#### Problem
Extract all of the entries and set them down verbatim.
● ● ● ● ●
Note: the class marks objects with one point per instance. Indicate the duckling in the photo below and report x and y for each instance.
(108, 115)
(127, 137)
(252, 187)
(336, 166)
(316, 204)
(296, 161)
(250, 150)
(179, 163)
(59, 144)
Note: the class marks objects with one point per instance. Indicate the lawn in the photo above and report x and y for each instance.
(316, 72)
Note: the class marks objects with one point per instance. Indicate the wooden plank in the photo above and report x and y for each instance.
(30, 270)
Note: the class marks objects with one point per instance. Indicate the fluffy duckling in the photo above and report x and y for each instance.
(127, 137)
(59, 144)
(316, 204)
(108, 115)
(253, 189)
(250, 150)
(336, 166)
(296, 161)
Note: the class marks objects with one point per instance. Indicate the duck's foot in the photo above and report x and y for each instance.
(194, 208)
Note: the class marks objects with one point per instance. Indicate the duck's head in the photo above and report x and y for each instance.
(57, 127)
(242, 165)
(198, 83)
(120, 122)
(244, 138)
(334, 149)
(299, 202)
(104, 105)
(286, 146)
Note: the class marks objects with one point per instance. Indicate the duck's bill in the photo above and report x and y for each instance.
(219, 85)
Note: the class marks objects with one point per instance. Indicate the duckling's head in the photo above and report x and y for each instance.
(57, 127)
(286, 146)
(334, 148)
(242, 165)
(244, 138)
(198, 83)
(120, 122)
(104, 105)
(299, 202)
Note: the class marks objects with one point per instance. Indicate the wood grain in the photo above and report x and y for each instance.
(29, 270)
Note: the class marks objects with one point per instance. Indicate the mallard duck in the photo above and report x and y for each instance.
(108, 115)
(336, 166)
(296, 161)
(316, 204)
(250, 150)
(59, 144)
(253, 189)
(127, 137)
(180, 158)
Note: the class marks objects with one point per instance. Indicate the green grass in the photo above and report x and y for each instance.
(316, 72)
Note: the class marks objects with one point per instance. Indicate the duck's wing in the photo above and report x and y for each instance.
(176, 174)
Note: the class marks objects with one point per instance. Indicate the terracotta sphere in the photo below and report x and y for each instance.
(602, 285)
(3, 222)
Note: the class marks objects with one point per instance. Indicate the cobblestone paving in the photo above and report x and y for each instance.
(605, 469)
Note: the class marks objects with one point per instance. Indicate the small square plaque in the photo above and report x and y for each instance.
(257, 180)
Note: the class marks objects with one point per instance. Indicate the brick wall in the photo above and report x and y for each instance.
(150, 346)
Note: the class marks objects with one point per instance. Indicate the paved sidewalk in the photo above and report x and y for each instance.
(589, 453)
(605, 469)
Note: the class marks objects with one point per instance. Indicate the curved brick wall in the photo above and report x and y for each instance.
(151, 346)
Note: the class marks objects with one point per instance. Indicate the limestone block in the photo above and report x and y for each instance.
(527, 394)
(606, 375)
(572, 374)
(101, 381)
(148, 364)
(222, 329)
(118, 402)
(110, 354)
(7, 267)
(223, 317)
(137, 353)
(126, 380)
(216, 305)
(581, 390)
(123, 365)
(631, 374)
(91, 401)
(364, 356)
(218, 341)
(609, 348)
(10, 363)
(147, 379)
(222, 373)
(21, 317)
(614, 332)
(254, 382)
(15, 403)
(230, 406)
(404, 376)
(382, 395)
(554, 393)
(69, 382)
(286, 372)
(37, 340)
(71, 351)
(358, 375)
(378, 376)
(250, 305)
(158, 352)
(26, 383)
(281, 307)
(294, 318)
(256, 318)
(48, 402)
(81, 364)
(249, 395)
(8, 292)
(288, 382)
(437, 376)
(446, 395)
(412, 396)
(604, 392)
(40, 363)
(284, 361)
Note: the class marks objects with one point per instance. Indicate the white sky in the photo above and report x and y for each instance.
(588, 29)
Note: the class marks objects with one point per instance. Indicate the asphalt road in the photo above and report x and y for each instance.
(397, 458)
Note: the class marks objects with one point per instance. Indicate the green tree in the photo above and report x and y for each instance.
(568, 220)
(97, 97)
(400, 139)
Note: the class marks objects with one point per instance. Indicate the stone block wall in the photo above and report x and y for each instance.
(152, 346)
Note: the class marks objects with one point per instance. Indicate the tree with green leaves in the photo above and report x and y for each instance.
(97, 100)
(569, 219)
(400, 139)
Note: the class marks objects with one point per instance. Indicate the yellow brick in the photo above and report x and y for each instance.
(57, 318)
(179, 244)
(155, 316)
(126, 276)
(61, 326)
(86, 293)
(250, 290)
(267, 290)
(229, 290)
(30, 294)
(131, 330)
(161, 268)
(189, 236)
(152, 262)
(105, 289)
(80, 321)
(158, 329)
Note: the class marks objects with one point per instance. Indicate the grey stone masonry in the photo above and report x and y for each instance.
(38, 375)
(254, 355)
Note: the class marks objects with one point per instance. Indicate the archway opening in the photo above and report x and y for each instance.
● ● ● ● ●
#### Finished task
Note: the class marks objects with one point per instance. Indicate the duckling in the photo below and report x and y for each instance.
(108, 115)
(127, 137)
(252, 187)
(336, 166)
(316, 204)
(296, 161)
(250, 150)
(179, 163)
(59, 144)
Note: the class marks objects with one point per instance. Indicate the lawn in the photo above and report x and y for each instance.
(316, 72)
Note: the class marks objects with one point per instance. Indicate the wooden plank in the photo above and report x and y for each instance.
(30, 270)
Note: the class marks objects with one point per instance. Indicate the fluffy duckling in the photo above and report x and y for each instance.
(127, 137)
(59, 144)
(316, 204)
(108, 115)
(253, 189)
(250, 150)
(336, 166)
(296, 161)
Note: the class marks objects with one point per instance. Indicate the duck's foot in the photo above and report x and y for each instance.
(194, 208)
Note: the class marks objects with one point per instance. Indicate the duck's head in the photo above and report x and y for each instance.
(57, 127)
(242, 165)
(198, 83)
(120, 122)
(244, 138)
(334, 149)
(299, 202)
(104, 105)
(286, 146)
Note: the class marks objects with one point per instance. Indicate the duck's bill in the photo above and report x and y for each instance.
(219, 85)
Note: the class marks objects with one point per instance. Indicate the duckling's head in the photo above and report x and y for each instance.
(57, 127)
(286, 146)
(334, 148)
(242, 165)
(244, 138)
(198, 83)
(120, 122)
(104, 105)
(299, 202)
Note: the class marks objects with one point per instance. Indicate the wood grain in the photo above and report x and y for each instance.
(29, 270)
Note: the class marks objects with one point per instance. Indicate the mallard duck in the photo above and report x and y for each instance.
(108, 115)
(336, 166)
(296, 161)
(316, 204)
(250, 150)
(59, 144)
(253, 189)
(127, 137)
(180, 158)
Note: the class marks objects with one point per instance. Indicate the green grass in the photo above and report x and y for each instance.
(316, 72)
Note: the class marks objects with one point per instance. Indicate the duck's wing in the photo above and report x and y for each instance.
(176, 174)
Note: the class marks objects with one point per instance. Indicate the terracotta sphere in the photo below and report x and y for each instance.
(602, 285)
(3, 222)
Note: the class marks objects with one point per instance. Indicate the cobblestone paving in the photo above and report x and y for each instance.
(605, 469)
Note: the class marks objects with one point per instance. Indicate the small square plaque in the photo above and report x and y for each instance.
(257, 180)
Note: the class marks objects with one point per instance. Indicate the brick wall in the photo above and report x and y for each instance.
(150, 346)
Note: the class marks objects with one point per instance. Indicate the paved sidewalk in the photo above and report x and y for each instance.
(589, 453)
(605, 469)
Note: the class marks objects with one point per instance. Indicate the curved brick wall in the photo above and report x and y for each instance.
(151, 346)
Note: the class marks objects with one point per instance. Indicate the limestone block in the photo above and report x and y for each instance.
(527, 394)
(606, 375)
(572, 374)
(101, 381)
(148, 364)
(222, 329)
(118, 402)
(110, 354)
(7, 267)
(223, 317)
(137, 353)
(126, 380)
(216, 305)
(581, 390)
(123, 365)
(631, 374)
(91, 401)
(364, 356)
(218, 341)
(609, 348)
(10, 363)
(147, 379)
(222, 373)
(21, 317)
(614, 332)
(254, 382)
(15, 403)
(230, 406)
(404, 376)
(382, 395)
(554, 393)
(69, 382)
(286, 372)
(37, 340)
(71, 351)
(358, 375)
(378, 376)
(250, 305)
(158, 352)
(26, 383)
(281, 307)
(294, 318)
(256, 318)
(48, 402)
(81, 364)
(249, 395)
(8, 292)
(288, 382)
(437, 376)
(446, 395)
(412, 396)
(604, 392)
(40, 363)
(284, 361)
Note: the class marks objects with one point per instance. Indicate the white sky in the photo above and report x and y for each instance.
(588, 29)
Note: the class marks objects with one point per instance. Indicate the asphalt road in the photo above and report x and y for each instance.
(397, 458)
Note: the class marks objects with one point per instance. Indicate the green tree in the photo above and report x and y for each instance.
(568, 220)
(97, 97)
(400, 139)
Note: the class marks objects with one point per instance. Indicate the stone block wall in the photo above and report x and y for each instance.
(152, 346)
Note: the class marks objects with one point per instance. Indicate the tree with green leaves in the photo above and report x and y for each instance.
(97, 100)
(569, 219)
(400, 139)
Note: the class marks objects with one point per instance. Indicate the yellow brick in the photo above and report x and y for each instance.
(57, 318)
(179, 244)
(155, 316)
(126, 276)
(61, 326)
(86, 293)
(250, 290)
(267, 290)
(229, 290)
(30, 294)
(131, 330)
(161, 268)
(189, 236)
(152, 262)
(105, 289)
(80, 321)
(158, 329)
Note: the class marks objects with one point per instance. Indicate the grey stone masonry in the photo above and report x and y for each instance.
(38, 375)
(254, 355)
Note: the class marks objects with one point per instance. Indicate the archway opening in the photo above and report x and y for each instance.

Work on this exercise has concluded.